§ **Document text**:
....................
Tuesday, December 23, 2008

Going to the dogs, literally

The Mumbai High Court recently passed a landmark judgment - the Brihanmumbai Municipal Corporation (BMC for short) can now cull stray dogs, especially if they are a nuisance.

This is a welcome move, and a long-overdue rescinding of the very unfortunate blanket ban on culling that was introduced over a decade ago. Since then, the number of strays in mumbai has skyrocketed, with numbers such as 60,000 - 4,00,000 being trotted around!

Of course, sundry animal rights activists are aghast. This is not surprising -- for their very existence is totally dependent on the perpetuation of the nuisance of stray dogs.

And a nuisance is what it is -- over 18,000 people fall victim to dog bites every year in Mumbai. This is merely the number a) reported and b) in government hospitals. The real number is likely to be much higher. Strays also pose a real threat in other ways -- they harass pedestrians, bite children and 'gang bark' through the night -- depriving citizens of sleep.

As a result, strays are persona non grata all over the world. If found, they are impounded, handed over to volunteer animal lovers to keep as pets within their premises. Those that are not 'rehabilitated' are put down with lethal injection or other humane options.

So why did the HC have to pass this judgment, that too to fix a silly 'no kill' rule that had prevailed for some 15 years?

Like all debates in Mumbai, this one too is an example of how powerful, connected vested interests can corner a decerebrate administration into misgovernance.
Disallowing killing of strays was a blatant piece of misgovernance -- because it placed the safety of stray dogs over that of the populace.

The way to get this is to use one of the oldest tricks in the book to fool the saamanya nagarik: re-frame the problem. 'Stray activists', whose survival depends upon these mutts reframed the argument as a "animal rights" argument. The saamanya nagarik, unsure how to respond, agrees, that animal rights need to be protected. A few ask tough questions, but their voices are soon drowned out. Flood the newspapers with photos of singlet wearing girls holding animal rights logos and you have a fait accompli.

However, ours is a system with checks and balances -- and justice, even though slow, grinds exceedingly fine.

But the battle is not over yet -- 'stray activists' may even hold a dharna in front of Vilasrao Deshmukh (or his replacement, i forget his name) to pass a 'let strays remain stray' ordinance. Bolstered by images in ToI, He may oblige.

This story is an exact rehash of the Mumbai taxi story -- 15 million mumbaikars cannot get safe, clean, transparent taxi services because 55,000 existing cabbies want the status quo to remain.

So how do we get out of this -- how do we save Mumbai from itself?
Simple: vote in an administration that will place the interests of all citizens above the interests of specific identities.

That means voters must vote for leaders who promise governance, not distribution of scarcity on identity-based criteria (free power for x, college seats for y, you know the spiel).

That means a literate, economically aware populace that can make the tradeoff between short-term issues and long-term improvements.

Till then, be prepared to travel in a dirty, bone jarring, rickety old taxi, a stray dog in tow.
....................
§ **Material provided**:
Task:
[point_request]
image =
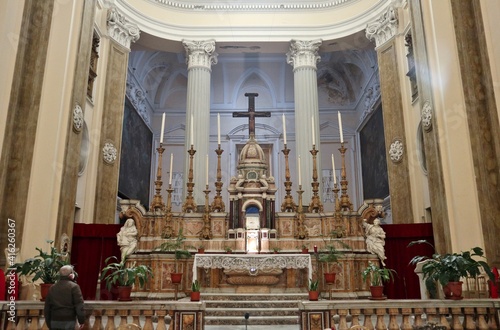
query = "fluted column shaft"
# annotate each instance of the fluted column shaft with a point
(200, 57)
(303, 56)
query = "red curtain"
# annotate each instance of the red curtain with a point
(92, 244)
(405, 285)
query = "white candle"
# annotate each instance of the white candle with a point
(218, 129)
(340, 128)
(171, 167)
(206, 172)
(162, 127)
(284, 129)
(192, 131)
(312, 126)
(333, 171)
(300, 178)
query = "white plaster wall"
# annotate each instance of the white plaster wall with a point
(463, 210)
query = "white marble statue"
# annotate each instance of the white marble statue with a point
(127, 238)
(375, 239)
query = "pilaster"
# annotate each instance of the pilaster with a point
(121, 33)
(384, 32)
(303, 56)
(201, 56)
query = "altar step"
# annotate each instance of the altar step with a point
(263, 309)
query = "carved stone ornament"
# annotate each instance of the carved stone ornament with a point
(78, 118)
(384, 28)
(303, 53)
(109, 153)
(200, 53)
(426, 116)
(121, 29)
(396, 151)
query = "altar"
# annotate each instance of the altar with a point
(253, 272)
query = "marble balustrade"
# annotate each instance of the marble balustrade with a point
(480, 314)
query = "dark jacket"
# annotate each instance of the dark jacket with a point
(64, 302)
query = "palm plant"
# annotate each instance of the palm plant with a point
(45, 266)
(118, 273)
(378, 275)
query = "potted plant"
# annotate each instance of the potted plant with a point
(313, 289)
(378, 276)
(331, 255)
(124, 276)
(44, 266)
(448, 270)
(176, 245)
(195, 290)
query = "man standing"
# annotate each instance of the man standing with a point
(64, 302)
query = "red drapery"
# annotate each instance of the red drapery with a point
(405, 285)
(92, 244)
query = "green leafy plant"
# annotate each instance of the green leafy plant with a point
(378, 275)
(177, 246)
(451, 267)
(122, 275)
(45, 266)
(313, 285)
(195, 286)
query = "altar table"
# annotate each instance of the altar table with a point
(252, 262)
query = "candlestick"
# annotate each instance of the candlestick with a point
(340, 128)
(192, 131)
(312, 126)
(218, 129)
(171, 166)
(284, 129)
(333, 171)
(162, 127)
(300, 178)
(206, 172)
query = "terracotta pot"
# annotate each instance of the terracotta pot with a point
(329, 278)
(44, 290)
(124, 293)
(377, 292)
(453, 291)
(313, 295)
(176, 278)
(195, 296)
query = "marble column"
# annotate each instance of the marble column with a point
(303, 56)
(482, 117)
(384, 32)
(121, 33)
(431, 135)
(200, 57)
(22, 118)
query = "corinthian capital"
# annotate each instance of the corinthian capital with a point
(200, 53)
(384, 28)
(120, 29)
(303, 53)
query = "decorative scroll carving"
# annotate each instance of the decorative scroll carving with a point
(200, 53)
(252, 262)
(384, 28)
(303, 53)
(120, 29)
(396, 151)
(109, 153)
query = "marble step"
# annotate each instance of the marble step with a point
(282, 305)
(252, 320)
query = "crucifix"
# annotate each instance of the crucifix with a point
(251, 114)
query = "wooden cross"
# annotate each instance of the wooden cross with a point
....................
§ **What to produce**:
Print the Mumbai stray dogs post between "So how do we" and "of specific identities.", inclusive, without any changes.

§ **Task answer**:
So how do we get out of this -- how do we save Mumbai from itself?
Simple: vote in an administration that will place the interests of all citizens above the interests of specific identities.